(Segmentation labeling entries)
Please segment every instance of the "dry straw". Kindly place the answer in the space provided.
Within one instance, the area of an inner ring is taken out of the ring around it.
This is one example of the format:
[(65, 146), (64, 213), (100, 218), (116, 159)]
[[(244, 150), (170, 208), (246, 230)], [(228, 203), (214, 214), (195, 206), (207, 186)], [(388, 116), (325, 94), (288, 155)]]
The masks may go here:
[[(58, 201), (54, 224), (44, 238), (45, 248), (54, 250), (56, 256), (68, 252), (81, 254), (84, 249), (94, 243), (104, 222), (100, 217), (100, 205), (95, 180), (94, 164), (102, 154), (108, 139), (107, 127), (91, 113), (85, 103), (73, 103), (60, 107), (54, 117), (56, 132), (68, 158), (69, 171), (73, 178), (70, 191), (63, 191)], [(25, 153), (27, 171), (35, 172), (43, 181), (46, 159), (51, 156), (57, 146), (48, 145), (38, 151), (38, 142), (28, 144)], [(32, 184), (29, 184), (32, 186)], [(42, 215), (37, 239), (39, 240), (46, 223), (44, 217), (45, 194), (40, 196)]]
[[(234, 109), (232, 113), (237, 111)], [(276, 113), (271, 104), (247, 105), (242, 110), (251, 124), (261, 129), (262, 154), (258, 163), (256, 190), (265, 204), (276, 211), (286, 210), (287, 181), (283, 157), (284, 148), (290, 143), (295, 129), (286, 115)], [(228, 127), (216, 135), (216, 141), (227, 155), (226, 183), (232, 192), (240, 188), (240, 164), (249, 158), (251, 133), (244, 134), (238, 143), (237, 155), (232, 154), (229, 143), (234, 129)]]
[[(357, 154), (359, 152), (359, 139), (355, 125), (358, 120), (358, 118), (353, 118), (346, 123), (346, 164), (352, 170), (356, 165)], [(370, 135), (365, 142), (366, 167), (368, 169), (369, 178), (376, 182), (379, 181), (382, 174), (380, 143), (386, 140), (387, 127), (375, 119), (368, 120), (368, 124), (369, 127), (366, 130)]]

WHAT YOU SHOULD DO -
Render the entries above as a JSON list of strings, with one string for each line and no strings for blank lines.

SOLUTION TO THIS TASK -
[
  "Please segment every instance of the \"dry straw\". Kindly place the answer in the space provided.",
  "Within one instance, the area of an inner ring is taken out of the ring around it.",
  "This is one example of the format:",
  "[(65, 146), (64, 213), (100, 218), (116, 159)]",
  "[[(244, 150), (170, 208), (246, 230)], [(228, 203), (214, 214), (195, 206), (207, 186)], [(388, 116), (325, 94), (288, 155)]]",
  "The masks may go here:",
  "[[(58, 201), (54, 224), (44, 238), (45, 248), (54, 250), (56, 256), (68, 252), (81, 254), (84, 249), (94, 243), (104, 222), (100, 217), (100, 205), (95, 180), (94, 164), (102, 154), (108, 139), (107, 127), (91, 113), (85, 103), (73, 103), (60, 107), (54, 117), (56, 132), (68, 158), (69, 171), (73, 178), (70, 191), (63, 191)], [(25, 153), (27, 171), (35, 172), (43, 181), (46, 159), (51, 156), (57, 146), (48, 145), (38, 151), (38, 142), (28, 144)], [(32, 184), (29, 184), (32, 186)], [(42, 215), (37, 239), (39, 240), (46, 223), (44, 217), (45, 194), (40, 196)]]",
  "[[(234, 109), (232, 113), (237, 111)], [(276, 113), (271, 104), (247, 105), (242, 110), (251, 124), (261, 129), (262, 154), (258, 163), (256, 190), (265, 204), (276, 211), (286, 210), (287, 181), (283, 157), (284, 148), (290, 143), (295, 129), (286, 115)], [(228, 127), (216, 135), (216, 141), (227, 155), (226, 183), (232, 192), (240, 188), (240, 164), (249, 158), (251, 133), (244, 134), (238, 143), (237, 155), (232, 154), (229, 143), (234, 129)]]",
  "[[(357, 154), (359, 152), (359, 139), (355, 125), (358, 120), (358, 118), (353, 118), (346, 123), (346, 164), (352, 170), (356, 165)], [(370, 135), (365, 142), (366, 167), (368, 169), (369, 178), (376, 182), (379, 181), (382, 174), (380, 143), (386, 140), (387, 127), (375, 119), (368, 120), (368, 124), (369, 127), (366, 130)]]"
]